[Exercise directions]: Full transcription, minus images: write out the listing below exactly as it appears.

++++ Supplied data ++++

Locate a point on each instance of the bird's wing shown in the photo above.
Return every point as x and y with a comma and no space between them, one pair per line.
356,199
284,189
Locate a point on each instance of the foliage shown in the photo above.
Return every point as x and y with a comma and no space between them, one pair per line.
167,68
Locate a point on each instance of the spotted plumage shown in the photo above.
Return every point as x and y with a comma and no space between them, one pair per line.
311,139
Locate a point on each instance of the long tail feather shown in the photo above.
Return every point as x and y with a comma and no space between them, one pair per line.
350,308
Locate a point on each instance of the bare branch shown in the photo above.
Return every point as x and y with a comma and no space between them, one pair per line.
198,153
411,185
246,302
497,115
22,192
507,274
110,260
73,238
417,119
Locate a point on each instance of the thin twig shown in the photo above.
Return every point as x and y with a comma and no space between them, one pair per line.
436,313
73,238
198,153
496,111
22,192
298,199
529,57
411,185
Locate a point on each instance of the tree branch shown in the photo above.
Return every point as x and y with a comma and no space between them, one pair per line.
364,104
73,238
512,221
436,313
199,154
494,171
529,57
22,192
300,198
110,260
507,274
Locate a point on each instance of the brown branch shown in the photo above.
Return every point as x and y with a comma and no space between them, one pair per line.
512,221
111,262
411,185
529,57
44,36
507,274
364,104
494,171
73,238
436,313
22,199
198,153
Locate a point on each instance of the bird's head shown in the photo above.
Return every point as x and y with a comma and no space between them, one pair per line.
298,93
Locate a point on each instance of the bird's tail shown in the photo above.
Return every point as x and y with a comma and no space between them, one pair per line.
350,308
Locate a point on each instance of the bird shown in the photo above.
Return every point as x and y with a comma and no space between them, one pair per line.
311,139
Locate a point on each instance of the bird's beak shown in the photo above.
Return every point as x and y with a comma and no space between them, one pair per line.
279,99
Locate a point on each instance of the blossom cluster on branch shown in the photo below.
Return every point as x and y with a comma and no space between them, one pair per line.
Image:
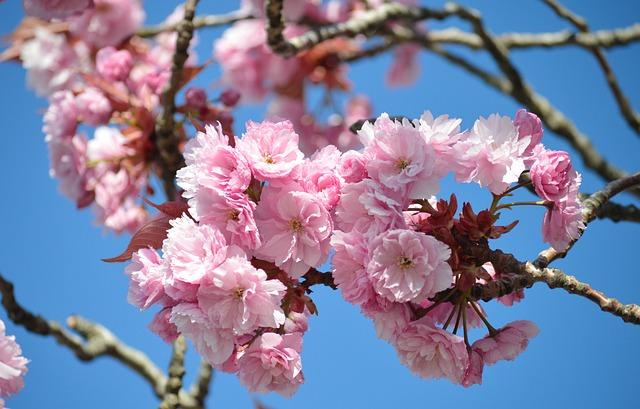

++++

[Exercise solution]:
Locate a point on each instance of the bird's wing shown in the photo above.
Return every point as x and y with a comma and no space between them, one pair per line.
356,199
284,189
Locate a point on each instance of the foliage shown in the photo above.
Return every point as x and y with a comma and no space between them, one pair per line.
167,68
Locate a point on each instance of the spotted plumage shown in the photo above.
Return every point as x and y with a comma and no space between them, one pair per line.
311,139
Locate a point on each instance of the long tail feather shown in the photo above.
Return every point as x and y with a comma and no space between them, one pair per line.
350,308
Locate a point on each instance of the bare branch shown in the photo above.
Return every point as x and y with a comma and no space between them, one pair per line.
198,153
411,185
246,302
497,115
22,192
507,274
110,260
73,238
417,119
Locate a point on each instance of the thin twig shown in the photo above.
Return every point as x and y with a comma and no space between them, one pair per line.
436,313
73,238
198,153
496,111
22,192
298,199
529,57
411,185
Locate a point on each instance of the tree branch shown in the photo above.
Return every point as x and y with a comma and no space between them, one pair per line.
364,104
73,238
512,221
436,313
199,154
494,171
529,57
22,192
300,198
110,260
507,274
Locate a point on each instance of the brown branch shown in the photo above.
Return every point as x and y with a comma and no space between them, one pair per line.
512,221
111,262
411,185
529,57
44,36
507,274
364,104
494,171
73,238
436,313
22,199
198,153
Locate a point on each instance of the bird's head shown in the photo above.
Return every point as x and y with a comma and no space between them, one pair per line.
298,93
Locate a point on each instance of the bird's tail shown in the photo above.
Return every point as x and y with a comma and no space between them, one pair per line.
350,308
Locate a point on each instance of the bird shown in the photo above.
Return every point as x and y with a comma and no space between them, one pair per line.
311,139
Locate a point on each instance of the bird's beak shown in the photo above.
Return every point as x and y with a comma and no space between them, one pair per line.
279,99
Locate a point on each instance of the blossom cluster on branch shown in the photo below.
Return every point as x and y with a comma and no space between them, one pair per line.
Image:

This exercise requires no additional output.